*EXERCISE BRIEF*.
From the listing below, copy each line that contains the word "orange".

*INFORMATION PROVIDED*.
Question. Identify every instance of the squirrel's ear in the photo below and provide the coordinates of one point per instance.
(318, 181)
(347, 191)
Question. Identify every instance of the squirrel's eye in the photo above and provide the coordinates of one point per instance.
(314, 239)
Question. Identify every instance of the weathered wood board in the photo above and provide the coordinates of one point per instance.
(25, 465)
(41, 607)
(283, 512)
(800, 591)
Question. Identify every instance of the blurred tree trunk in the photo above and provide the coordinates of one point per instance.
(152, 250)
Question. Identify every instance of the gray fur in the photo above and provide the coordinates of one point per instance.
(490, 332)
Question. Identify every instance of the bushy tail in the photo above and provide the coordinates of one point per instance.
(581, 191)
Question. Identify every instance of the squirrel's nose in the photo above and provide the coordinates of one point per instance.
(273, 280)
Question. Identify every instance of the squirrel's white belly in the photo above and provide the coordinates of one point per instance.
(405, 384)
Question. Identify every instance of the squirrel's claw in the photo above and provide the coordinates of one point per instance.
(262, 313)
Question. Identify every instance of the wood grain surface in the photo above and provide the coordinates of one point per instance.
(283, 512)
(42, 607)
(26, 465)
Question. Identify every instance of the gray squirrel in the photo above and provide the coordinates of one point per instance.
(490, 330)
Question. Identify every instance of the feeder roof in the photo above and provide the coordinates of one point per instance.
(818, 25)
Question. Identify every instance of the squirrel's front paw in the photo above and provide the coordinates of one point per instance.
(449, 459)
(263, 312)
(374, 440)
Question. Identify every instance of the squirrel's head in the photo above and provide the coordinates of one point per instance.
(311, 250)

* * *

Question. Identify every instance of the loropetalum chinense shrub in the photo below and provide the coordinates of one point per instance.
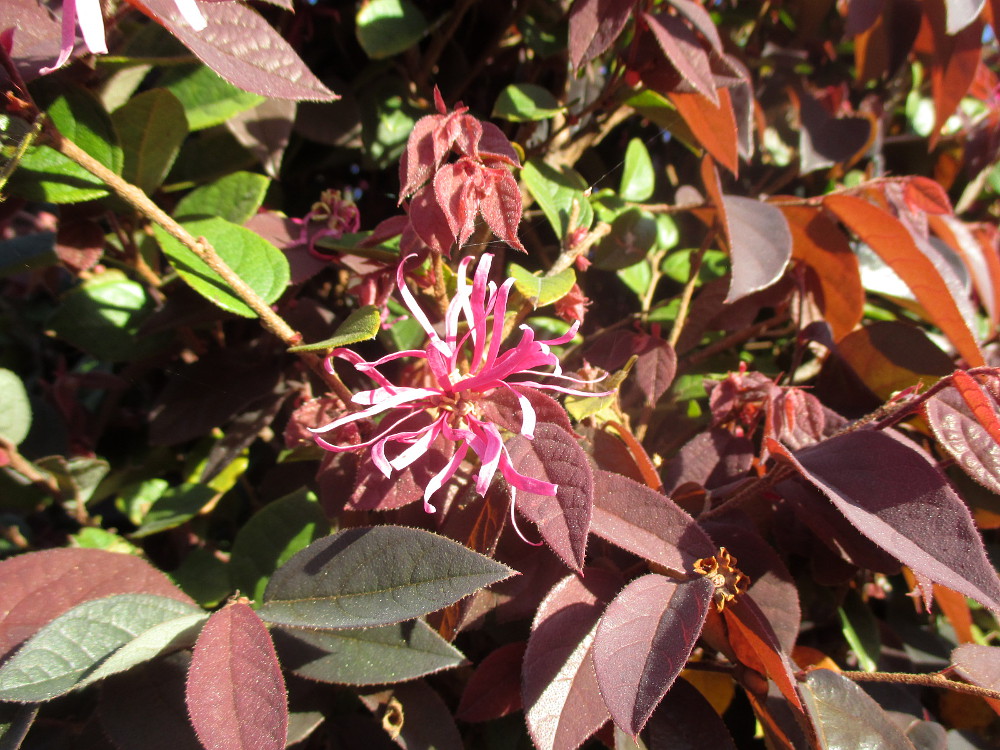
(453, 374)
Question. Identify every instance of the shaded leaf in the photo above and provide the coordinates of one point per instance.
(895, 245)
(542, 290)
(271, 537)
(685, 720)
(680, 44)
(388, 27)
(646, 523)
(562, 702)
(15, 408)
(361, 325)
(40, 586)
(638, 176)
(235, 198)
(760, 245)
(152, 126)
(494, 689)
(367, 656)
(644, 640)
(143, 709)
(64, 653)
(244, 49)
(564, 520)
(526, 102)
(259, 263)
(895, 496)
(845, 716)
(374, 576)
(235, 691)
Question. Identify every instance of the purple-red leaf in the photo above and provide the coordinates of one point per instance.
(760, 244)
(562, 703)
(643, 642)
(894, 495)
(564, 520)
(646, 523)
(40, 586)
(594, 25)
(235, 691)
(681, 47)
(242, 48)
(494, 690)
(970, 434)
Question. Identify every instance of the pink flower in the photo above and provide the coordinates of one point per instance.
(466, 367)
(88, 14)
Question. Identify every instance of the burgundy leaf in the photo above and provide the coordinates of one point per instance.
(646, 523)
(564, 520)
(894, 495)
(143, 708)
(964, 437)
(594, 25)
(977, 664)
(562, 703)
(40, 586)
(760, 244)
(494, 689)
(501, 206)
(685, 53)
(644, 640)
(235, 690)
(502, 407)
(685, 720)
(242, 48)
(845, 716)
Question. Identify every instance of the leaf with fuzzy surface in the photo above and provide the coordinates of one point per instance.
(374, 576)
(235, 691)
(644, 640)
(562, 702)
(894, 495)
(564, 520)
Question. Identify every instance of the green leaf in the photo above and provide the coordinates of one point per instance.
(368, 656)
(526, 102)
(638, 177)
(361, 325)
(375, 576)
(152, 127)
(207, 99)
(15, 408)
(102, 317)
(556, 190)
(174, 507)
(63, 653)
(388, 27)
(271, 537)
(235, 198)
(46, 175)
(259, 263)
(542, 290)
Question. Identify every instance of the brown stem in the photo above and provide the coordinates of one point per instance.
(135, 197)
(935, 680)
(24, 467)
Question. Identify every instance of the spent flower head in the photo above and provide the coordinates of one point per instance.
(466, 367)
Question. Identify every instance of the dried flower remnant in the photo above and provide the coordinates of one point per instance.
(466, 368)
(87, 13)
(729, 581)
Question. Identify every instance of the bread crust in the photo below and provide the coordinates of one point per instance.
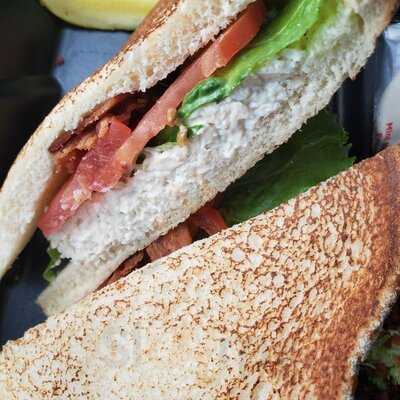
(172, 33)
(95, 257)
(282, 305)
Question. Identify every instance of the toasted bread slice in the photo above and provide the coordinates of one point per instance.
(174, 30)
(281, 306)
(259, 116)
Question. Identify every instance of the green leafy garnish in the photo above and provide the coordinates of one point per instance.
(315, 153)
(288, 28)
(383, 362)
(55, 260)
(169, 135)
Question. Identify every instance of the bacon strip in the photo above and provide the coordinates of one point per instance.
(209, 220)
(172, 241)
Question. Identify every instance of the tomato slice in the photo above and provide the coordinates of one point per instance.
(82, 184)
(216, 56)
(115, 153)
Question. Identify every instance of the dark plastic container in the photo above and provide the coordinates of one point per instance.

--

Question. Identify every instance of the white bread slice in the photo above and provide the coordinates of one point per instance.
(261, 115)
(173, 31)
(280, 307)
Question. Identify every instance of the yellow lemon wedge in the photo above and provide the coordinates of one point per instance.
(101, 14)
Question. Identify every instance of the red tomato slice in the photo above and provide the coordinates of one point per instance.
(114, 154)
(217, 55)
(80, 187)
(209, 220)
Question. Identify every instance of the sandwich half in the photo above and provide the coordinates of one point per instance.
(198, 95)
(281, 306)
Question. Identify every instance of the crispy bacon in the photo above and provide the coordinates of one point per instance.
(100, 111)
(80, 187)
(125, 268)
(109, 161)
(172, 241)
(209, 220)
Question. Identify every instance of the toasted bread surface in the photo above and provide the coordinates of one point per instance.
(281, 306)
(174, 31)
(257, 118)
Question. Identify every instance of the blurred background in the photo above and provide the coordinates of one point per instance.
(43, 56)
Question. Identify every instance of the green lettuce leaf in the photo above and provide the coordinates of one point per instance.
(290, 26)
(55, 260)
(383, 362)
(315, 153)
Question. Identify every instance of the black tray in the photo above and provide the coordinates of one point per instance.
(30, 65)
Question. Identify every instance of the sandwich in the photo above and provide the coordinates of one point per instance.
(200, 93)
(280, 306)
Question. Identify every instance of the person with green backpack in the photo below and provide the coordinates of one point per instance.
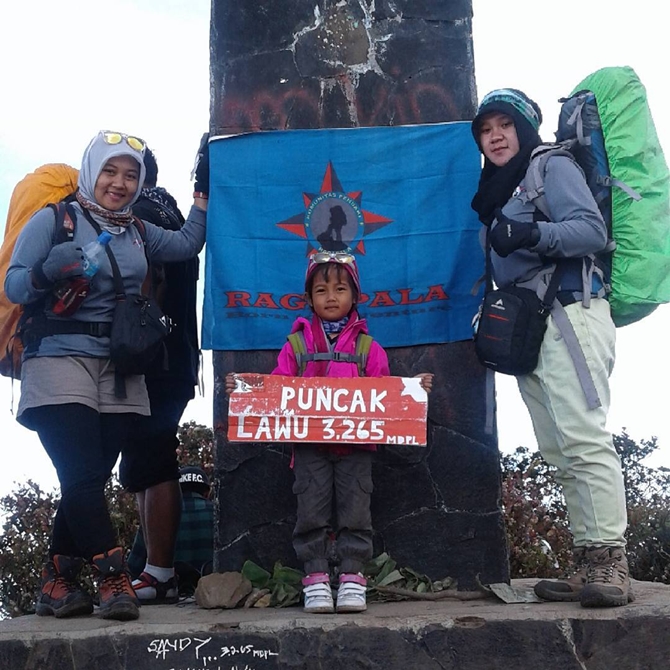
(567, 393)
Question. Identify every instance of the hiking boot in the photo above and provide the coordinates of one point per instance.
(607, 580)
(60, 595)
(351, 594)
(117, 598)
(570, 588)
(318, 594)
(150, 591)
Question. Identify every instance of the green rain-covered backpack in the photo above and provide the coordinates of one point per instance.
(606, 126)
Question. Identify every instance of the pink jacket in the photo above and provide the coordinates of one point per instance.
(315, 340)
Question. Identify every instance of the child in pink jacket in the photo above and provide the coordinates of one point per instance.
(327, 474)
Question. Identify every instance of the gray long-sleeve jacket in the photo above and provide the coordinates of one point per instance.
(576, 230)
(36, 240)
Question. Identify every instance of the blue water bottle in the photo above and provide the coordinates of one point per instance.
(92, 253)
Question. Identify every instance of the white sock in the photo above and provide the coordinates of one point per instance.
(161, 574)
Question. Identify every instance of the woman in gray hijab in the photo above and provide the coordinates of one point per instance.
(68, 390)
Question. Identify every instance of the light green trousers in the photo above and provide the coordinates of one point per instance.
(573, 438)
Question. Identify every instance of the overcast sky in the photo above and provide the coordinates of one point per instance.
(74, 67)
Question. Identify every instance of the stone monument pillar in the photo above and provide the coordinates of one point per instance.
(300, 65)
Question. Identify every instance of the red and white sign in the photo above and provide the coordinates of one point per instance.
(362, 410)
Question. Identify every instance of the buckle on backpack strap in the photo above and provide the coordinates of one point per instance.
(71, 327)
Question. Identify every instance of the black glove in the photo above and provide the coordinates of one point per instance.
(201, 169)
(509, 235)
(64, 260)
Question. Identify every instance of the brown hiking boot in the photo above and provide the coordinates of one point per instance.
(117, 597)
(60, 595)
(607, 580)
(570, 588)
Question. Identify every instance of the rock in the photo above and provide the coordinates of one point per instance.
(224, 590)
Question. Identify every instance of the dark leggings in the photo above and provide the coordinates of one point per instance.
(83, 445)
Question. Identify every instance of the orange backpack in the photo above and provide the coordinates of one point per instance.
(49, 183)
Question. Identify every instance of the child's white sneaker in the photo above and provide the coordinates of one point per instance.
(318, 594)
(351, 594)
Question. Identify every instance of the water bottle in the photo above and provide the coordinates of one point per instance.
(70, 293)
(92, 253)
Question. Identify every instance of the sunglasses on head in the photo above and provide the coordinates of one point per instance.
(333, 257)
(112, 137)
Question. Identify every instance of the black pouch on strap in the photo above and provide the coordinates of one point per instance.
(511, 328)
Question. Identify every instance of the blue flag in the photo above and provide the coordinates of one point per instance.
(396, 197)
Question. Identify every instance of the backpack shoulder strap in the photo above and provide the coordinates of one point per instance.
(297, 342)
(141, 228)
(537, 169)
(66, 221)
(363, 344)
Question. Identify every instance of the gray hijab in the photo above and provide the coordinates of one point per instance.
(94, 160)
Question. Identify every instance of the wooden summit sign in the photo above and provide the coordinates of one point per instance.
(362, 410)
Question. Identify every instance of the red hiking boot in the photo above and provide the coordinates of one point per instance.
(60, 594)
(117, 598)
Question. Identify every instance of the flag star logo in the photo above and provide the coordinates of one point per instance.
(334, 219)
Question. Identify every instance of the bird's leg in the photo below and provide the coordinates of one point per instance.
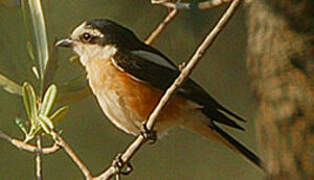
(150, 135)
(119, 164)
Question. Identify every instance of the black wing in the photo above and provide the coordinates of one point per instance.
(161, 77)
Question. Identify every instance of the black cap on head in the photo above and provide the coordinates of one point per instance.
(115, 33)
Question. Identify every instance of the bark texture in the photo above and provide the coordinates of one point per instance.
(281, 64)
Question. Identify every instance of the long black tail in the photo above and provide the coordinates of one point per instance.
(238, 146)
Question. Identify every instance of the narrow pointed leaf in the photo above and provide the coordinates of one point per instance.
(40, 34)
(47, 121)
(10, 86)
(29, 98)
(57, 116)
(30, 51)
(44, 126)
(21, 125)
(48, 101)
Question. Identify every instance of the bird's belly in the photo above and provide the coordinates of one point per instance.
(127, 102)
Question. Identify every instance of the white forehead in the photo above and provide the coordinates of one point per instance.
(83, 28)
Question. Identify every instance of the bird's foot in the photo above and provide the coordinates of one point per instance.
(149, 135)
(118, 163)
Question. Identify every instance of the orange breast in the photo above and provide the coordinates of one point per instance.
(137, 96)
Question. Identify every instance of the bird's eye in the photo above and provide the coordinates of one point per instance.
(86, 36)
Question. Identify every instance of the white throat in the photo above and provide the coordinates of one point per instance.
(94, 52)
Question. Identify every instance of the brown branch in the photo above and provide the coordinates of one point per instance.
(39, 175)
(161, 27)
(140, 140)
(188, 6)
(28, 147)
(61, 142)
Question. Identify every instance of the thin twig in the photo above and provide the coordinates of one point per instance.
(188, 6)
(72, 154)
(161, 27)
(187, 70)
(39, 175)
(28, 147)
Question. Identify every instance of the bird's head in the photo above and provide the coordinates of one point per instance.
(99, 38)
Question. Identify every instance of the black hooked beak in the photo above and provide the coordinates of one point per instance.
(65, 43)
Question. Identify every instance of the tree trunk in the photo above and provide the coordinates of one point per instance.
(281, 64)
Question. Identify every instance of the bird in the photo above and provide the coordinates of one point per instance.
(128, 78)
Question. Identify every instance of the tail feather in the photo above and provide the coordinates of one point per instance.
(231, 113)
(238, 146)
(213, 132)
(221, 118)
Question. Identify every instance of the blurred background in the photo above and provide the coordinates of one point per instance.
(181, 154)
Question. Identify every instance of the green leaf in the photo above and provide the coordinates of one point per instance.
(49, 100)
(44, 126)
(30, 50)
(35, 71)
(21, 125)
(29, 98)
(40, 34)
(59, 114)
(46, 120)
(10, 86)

*THE ANSWER*.
Question. Identify every instance of the orange backpack in the photo above and provide the coordinates of one point per instance.
Question. Identify every instance of the orange breast in the photo above and provide the coordinates of one point per instance.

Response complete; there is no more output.